# To do
Which of the lines below contain the string "boat"? Collect and copy every such line, treating uppercase and lowercase as different.

# Listed records
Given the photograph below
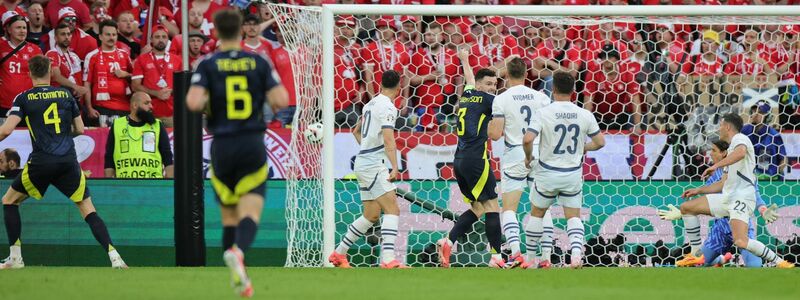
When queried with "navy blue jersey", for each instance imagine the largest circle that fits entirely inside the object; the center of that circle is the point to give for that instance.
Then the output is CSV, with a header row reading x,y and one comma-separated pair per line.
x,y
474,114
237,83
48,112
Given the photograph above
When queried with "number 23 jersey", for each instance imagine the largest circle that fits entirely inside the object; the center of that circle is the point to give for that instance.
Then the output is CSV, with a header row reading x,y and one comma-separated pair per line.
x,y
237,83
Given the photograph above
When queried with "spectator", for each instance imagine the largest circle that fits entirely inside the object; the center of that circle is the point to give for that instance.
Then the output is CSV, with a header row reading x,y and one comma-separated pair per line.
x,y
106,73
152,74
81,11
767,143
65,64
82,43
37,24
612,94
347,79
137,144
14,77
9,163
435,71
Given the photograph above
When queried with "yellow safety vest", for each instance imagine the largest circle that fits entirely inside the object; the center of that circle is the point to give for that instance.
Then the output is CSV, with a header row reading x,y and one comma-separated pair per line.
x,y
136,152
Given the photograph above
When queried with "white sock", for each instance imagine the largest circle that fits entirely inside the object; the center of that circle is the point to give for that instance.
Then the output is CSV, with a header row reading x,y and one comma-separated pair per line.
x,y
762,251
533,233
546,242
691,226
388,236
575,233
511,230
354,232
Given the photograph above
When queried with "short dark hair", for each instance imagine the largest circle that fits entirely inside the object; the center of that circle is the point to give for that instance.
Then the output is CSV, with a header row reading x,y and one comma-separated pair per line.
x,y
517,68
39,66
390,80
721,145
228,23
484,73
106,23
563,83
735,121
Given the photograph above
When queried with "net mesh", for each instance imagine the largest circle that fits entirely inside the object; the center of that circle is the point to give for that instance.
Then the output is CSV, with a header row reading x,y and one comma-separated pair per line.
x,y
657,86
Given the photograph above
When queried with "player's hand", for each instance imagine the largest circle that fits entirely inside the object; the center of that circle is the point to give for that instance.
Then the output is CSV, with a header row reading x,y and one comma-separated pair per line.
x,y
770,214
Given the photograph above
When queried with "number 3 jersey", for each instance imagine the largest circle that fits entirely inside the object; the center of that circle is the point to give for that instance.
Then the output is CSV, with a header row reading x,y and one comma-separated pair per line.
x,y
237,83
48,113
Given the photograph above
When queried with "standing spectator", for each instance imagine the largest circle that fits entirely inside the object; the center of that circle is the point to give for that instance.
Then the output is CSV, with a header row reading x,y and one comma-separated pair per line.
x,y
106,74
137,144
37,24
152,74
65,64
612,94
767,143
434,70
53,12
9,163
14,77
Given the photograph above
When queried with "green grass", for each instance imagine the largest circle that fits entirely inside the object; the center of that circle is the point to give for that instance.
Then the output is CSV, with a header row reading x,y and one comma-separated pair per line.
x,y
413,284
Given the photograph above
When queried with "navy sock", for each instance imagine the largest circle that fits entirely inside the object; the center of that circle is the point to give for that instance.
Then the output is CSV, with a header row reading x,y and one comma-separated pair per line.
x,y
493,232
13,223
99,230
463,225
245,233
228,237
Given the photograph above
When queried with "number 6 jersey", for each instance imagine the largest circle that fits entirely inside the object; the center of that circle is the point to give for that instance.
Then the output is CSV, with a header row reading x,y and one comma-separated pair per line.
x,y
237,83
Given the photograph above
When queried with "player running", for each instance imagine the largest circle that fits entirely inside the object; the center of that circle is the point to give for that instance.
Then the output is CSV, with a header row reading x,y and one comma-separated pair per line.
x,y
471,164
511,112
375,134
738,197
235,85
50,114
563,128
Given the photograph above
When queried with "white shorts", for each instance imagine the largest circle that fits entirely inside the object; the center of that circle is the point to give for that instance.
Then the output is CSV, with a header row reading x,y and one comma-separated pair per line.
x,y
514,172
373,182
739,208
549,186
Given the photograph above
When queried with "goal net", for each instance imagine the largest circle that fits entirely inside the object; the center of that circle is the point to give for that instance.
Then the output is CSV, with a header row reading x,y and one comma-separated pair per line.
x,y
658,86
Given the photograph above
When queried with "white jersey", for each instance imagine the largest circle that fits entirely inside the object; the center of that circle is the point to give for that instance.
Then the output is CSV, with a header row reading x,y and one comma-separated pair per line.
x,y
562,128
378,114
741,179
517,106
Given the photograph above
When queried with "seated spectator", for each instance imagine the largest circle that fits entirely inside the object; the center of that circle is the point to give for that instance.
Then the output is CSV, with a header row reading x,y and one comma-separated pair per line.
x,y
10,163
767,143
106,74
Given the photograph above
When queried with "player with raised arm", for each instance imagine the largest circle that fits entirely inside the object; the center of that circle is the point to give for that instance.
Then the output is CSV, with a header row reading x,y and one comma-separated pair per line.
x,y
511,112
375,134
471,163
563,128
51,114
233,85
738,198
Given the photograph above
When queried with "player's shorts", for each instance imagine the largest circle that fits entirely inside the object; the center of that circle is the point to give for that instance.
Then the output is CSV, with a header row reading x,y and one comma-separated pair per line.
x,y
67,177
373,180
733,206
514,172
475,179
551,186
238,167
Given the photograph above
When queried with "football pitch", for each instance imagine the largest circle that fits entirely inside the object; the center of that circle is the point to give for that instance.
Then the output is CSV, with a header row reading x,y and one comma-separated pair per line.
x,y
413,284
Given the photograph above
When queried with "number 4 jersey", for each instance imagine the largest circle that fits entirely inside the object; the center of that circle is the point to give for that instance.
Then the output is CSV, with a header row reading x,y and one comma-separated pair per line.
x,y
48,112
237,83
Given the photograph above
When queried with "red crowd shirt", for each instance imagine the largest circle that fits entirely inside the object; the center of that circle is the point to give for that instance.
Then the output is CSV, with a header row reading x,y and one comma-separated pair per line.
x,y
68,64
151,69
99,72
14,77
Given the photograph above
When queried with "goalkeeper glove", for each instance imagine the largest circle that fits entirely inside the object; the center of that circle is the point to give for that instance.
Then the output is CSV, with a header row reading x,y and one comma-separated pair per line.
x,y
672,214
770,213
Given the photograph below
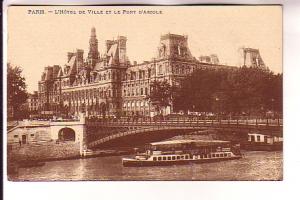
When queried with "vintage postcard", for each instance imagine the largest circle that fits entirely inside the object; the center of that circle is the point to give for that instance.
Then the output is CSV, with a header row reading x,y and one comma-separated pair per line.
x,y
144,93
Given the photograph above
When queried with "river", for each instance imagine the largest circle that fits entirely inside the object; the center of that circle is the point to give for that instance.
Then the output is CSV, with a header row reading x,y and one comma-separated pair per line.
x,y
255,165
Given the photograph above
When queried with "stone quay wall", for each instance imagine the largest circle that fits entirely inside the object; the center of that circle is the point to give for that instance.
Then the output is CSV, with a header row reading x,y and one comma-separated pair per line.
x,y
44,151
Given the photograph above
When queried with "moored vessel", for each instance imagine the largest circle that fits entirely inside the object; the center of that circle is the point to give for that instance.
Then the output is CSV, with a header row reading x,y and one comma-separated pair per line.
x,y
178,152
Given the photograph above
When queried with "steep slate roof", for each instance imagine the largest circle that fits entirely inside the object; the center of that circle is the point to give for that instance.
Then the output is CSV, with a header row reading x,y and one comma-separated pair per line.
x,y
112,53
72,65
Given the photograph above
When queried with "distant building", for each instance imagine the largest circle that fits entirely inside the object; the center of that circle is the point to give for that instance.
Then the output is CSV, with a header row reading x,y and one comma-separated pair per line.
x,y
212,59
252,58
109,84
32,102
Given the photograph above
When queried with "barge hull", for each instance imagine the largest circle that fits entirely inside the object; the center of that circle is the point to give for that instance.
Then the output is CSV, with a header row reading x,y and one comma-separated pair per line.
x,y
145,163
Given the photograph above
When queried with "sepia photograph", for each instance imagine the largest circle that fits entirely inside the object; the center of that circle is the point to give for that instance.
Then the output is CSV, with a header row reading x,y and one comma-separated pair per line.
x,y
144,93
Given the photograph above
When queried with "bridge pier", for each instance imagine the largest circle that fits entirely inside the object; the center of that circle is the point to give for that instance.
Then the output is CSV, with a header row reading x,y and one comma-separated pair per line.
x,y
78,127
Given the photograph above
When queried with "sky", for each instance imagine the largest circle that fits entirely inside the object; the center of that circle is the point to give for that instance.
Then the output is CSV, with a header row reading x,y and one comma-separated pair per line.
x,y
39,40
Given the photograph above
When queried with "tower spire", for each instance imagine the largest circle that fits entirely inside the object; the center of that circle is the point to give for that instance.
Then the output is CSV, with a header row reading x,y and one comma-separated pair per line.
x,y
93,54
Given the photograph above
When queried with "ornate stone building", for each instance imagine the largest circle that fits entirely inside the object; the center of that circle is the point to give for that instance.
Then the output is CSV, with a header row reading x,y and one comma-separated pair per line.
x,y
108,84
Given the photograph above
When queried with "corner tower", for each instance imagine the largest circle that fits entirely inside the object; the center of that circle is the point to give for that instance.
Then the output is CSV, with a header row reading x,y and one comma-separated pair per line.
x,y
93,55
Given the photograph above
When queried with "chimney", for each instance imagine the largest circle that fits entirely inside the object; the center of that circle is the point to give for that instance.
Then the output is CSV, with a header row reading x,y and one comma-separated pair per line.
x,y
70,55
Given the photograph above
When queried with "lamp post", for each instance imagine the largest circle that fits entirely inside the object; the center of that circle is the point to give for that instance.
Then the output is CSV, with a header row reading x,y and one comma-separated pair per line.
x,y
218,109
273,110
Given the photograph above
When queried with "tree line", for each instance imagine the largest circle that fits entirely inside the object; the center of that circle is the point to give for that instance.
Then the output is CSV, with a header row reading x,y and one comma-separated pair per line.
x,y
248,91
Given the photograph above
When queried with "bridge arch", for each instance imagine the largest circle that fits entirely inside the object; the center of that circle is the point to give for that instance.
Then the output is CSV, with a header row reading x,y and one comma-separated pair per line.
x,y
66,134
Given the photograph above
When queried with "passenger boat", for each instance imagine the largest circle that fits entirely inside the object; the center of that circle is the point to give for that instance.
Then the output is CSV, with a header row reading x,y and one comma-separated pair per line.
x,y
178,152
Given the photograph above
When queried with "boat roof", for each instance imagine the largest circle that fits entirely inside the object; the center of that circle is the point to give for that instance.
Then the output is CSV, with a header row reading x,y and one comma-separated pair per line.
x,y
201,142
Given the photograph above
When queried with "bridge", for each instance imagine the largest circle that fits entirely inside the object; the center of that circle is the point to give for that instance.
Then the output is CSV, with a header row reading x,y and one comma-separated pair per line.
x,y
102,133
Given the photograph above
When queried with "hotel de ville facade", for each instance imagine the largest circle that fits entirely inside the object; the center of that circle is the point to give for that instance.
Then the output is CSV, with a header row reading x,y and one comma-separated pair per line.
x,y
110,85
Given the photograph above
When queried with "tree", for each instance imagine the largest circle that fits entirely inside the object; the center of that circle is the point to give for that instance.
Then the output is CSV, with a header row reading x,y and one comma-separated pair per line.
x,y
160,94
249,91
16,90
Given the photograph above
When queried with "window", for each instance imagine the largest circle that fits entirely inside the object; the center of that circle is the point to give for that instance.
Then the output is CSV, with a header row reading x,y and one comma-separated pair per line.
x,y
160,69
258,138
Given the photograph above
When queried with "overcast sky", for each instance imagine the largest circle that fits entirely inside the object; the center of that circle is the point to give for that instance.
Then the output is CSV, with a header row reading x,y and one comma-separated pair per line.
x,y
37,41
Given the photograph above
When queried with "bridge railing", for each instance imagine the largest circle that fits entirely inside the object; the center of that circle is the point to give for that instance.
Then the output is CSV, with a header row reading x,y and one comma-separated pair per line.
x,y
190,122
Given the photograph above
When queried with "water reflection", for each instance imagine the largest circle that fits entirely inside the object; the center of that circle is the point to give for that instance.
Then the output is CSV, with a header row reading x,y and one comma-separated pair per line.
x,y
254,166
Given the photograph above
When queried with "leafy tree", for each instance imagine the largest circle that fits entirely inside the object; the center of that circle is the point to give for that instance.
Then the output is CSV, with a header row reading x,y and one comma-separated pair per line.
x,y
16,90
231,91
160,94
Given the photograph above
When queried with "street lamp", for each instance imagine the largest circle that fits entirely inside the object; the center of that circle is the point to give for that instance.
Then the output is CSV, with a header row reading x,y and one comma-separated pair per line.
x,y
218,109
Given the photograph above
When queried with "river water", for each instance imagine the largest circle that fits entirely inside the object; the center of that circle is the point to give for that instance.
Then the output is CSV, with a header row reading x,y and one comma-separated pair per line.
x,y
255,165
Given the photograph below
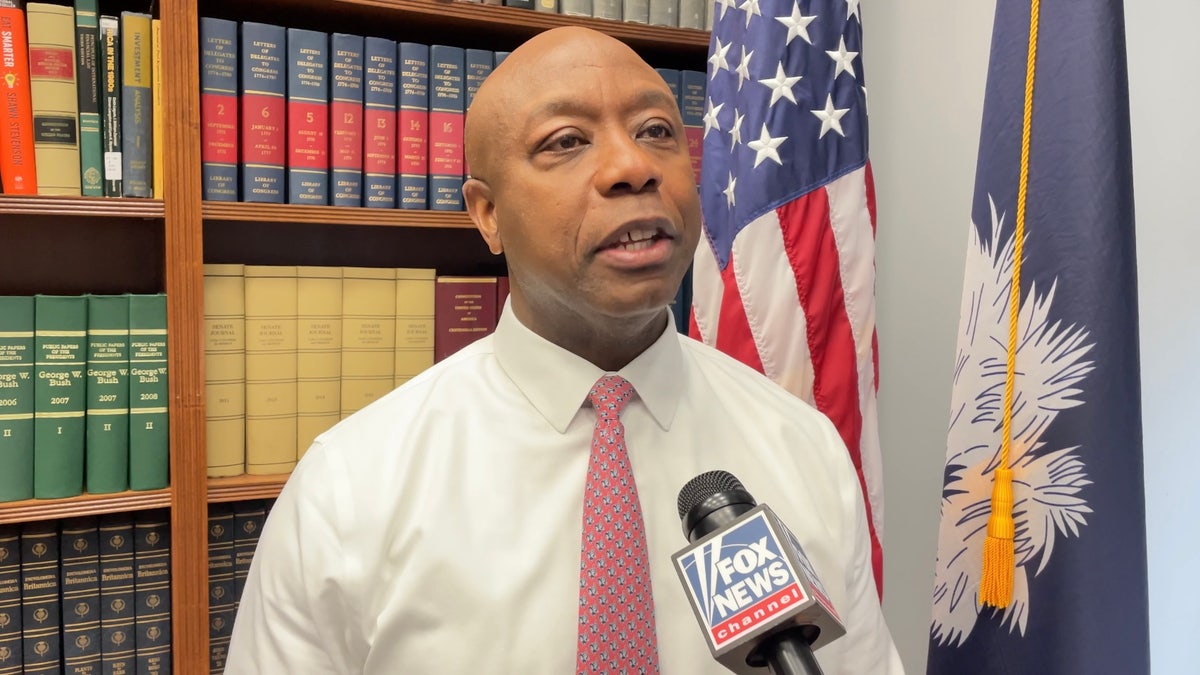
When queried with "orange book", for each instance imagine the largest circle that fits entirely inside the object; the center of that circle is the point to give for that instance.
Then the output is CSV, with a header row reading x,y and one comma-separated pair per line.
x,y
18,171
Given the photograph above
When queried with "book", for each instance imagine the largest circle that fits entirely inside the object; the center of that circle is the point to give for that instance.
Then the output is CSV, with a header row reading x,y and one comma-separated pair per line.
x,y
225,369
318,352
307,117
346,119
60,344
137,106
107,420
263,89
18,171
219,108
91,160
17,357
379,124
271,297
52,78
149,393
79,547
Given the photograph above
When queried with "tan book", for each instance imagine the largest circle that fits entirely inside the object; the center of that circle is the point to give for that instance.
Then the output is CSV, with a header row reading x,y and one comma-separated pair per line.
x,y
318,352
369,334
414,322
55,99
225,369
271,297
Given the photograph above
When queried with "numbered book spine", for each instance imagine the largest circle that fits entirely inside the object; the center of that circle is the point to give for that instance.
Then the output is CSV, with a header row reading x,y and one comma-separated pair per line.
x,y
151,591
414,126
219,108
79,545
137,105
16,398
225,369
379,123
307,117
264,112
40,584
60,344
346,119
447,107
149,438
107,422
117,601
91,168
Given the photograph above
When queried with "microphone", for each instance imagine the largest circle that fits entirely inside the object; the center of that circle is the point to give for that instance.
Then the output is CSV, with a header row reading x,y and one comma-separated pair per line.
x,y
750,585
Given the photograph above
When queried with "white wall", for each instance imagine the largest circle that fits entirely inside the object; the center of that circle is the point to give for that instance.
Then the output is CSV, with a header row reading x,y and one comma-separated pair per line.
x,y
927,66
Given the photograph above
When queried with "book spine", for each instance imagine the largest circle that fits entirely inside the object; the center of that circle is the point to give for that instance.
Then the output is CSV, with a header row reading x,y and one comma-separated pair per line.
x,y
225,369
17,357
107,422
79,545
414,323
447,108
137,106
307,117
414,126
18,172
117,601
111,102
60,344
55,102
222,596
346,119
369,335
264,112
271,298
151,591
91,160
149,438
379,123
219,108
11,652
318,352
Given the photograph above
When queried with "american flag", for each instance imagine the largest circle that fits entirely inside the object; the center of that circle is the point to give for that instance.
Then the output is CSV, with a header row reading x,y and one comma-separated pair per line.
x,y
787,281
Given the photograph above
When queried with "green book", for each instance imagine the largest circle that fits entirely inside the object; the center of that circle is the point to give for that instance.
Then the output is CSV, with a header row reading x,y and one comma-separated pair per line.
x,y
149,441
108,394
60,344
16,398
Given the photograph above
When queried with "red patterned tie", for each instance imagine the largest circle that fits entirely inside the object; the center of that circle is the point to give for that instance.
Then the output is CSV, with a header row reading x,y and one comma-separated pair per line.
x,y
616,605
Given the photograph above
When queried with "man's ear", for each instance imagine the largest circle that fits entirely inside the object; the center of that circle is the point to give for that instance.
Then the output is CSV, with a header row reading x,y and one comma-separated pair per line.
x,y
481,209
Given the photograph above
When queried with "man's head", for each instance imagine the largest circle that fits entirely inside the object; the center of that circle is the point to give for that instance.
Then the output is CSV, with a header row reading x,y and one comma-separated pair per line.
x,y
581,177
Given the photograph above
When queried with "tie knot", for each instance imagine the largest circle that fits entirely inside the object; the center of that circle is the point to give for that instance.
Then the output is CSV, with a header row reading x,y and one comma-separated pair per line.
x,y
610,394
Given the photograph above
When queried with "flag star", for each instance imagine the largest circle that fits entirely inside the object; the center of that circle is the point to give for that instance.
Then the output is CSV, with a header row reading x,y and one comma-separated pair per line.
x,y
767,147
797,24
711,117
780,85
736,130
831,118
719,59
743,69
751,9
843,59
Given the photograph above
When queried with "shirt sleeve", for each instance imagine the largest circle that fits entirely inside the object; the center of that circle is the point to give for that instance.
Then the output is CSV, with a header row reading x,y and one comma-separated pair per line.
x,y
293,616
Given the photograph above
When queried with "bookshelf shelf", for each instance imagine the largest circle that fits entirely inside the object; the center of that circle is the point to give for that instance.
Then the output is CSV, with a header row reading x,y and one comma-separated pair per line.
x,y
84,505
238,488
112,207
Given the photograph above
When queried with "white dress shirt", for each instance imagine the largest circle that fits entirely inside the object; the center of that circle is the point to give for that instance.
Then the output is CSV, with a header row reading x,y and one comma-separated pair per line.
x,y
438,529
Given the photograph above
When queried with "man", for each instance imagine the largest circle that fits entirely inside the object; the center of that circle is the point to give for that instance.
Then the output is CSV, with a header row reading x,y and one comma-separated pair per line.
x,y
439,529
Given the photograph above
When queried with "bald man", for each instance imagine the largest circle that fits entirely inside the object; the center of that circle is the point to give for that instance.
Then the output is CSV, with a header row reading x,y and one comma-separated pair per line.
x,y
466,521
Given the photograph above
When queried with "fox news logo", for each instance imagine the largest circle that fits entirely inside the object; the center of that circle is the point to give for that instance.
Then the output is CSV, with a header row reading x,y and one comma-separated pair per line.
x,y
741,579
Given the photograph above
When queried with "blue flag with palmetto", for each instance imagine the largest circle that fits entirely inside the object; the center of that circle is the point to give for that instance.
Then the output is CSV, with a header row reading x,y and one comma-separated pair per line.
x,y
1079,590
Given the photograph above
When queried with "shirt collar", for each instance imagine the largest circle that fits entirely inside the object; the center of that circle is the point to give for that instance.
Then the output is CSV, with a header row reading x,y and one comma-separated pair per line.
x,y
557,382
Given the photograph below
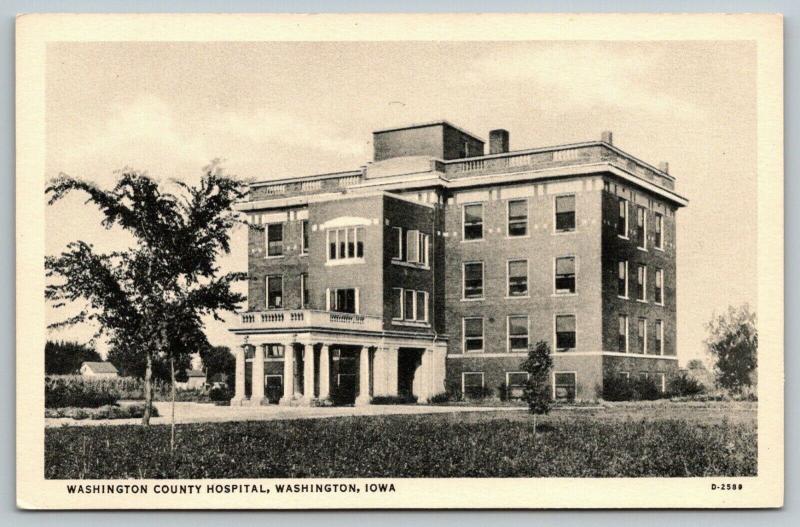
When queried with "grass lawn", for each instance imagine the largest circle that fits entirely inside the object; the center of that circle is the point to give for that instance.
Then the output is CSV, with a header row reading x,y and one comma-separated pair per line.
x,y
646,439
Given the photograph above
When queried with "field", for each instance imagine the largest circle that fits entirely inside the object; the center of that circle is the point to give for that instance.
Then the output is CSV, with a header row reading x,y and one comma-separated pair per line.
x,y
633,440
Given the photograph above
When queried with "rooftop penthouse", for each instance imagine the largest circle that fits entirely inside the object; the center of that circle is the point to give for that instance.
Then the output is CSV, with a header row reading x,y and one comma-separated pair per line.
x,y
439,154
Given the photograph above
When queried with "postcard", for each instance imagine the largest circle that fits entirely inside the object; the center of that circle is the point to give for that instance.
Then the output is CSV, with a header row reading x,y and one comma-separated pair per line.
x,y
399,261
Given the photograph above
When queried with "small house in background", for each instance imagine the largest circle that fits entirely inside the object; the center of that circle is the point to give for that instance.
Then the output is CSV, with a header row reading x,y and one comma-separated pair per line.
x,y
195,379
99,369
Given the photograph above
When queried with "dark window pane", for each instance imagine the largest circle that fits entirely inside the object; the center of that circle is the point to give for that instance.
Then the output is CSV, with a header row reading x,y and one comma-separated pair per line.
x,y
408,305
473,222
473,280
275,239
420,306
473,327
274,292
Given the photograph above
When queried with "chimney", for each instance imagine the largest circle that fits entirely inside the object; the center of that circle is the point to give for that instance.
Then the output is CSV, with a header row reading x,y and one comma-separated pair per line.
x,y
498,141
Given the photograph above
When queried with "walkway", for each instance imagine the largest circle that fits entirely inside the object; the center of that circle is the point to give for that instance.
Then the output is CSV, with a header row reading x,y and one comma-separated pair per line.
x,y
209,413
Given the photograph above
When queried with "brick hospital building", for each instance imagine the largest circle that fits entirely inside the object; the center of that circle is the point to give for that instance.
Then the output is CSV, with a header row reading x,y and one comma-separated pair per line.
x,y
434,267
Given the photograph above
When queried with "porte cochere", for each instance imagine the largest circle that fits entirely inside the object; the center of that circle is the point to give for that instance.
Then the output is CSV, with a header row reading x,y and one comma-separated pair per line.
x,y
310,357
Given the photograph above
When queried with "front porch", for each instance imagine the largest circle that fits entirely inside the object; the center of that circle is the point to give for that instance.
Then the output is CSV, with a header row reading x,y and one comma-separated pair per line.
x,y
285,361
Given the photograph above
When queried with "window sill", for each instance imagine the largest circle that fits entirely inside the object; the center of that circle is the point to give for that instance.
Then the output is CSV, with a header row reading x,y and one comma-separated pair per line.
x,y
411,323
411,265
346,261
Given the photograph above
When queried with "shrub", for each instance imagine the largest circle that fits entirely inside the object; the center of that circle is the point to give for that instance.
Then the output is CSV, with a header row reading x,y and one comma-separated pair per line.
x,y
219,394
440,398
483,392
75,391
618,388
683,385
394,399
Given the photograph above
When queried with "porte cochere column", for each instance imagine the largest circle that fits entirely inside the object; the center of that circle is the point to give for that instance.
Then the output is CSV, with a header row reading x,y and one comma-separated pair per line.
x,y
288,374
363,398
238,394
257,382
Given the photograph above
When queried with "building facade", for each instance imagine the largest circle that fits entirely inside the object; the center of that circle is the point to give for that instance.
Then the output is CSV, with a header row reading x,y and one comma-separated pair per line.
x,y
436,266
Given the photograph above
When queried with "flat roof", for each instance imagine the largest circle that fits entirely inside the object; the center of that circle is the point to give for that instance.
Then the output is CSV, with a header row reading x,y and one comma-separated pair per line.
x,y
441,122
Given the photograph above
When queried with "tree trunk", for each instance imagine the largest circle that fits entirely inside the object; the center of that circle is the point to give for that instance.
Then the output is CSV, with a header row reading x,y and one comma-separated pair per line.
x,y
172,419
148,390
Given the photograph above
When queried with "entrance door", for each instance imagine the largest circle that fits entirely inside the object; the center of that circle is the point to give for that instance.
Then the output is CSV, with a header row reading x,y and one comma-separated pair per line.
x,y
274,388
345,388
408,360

# Written response
When queried with "passenger boat", for each instance imagine the largest circle that fits entirely inside the object; the center of that circle is the point to give for that instance.
When queried with "boat roof", for each instance imagine the largest circle that fits entirely inside the object; the center of that circle is the point to give for that instance.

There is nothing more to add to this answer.